DATA FOR REVIEW:
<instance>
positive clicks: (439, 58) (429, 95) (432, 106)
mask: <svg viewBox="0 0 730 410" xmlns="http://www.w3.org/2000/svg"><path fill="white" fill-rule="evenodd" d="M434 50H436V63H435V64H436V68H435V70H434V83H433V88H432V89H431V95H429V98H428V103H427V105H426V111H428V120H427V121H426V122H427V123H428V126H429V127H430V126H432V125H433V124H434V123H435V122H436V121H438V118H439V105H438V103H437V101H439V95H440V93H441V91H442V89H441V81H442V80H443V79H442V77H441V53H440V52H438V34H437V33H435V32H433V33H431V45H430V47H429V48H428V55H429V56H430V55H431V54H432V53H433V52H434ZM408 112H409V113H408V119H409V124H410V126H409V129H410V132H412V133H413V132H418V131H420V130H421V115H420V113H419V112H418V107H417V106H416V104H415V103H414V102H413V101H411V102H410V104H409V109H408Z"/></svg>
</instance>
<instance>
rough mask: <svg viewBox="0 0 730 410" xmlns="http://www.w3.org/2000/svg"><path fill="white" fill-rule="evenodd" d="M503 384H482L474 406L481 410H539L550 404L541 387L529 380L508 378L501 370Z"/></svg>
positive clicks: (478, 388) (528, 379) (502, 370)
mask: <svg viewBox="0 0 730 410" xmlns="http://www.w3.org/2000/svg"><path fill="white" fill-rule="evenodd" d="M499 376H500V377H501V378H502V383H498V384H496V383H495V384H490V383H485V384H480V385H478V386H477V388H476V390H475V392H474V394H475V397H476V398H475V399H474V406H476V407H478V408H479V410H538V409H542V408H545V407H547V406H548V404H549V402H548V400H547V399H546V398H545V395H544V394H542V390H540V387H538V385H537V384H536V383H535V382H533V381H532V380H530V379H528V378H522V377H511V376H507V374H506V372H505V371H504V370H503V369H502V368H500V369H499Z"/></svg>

WHAT IS NEEDED: Render all the material above as a JSON list of strings, one string for each line, omitting any blank lines.

OUTPUT BELOW:
[
  "<instance>",
  "positive clicks: (439, 58) (429, 95) (432, 106)",
  "mask: <svg viewBox=\"0 0 730 410\" xmlns=\"http://www.w3.org/2000/svg\"><path fill=\"white\" fill-rule=\"evenodd\" d=\"M434 50H436V63H435V64H436V68H435V70H434V83H433V88H432V89H431V95H429V98H428V103H427V105H426V111H428V120H427V121H426V122H427V123H428V126H429V127H430V126H432V125H433V124H434V123H435V122H436V121H438V118H439V105H438V103H437V101H439V95H440V93H441V91H442V89H441V81H442V80H443V79H442V77H441V53H440V52H438V34H437V33H435V32H433V33H431V45H430V47H429V48H428V55H429V56H430V55H431V54H432V53H433V52H434ZM408 112H409V113H408V119H409V124H410V126H409V129H410V132H412V133H413V132H418V131H420V130H421V115H420V113H419V112H418V107H417V106H416V104H415V103H414V102H413V101H411V102H410V104H409V109H408Z\"/></svg>",
  "</instance>",
  "<instance>",
  "rough mask: <svg viewBox=\"0 0 730 410\" xmlns=\"http://www.w3.org/2000/svg\"><path fill=\"white\" fill-rule=\"evenodd\" d=\"M503 384H482L474 406L481 410H539L550 404L541 387L529 380L508 378L501 370Z\"/></svg>",
  "positive clicks: (478, 388) (528, 379) (502, 370)",
  "mask: <svg viewBox=\"0 0 730 410\" xmlns=\"http://www.w3.org/2000/svg\"><path fill=\"white\" fill-rule=\"evenodd\" d=\"M499 376H500V377H501V378H502V383H498V384H496V383H495V384H490V383H485V384H480V385H478V386H477V388H476V390H475V392H474V394H475V397H476V398H475V399H474V406H476V407H478V408H479V410H538V409H542V408H545V407H547V406H548V404H549V402H548V400H547V399H546V398H545V395H544V394H542V390H540V387H538V385H537V384H536V383H535V382H533V381H532V380H530V379H528V378H522V377H511V376H507V374H506V372H505V371H504V370H503V369H502V368H500V369H499Z\"/></svg>"
]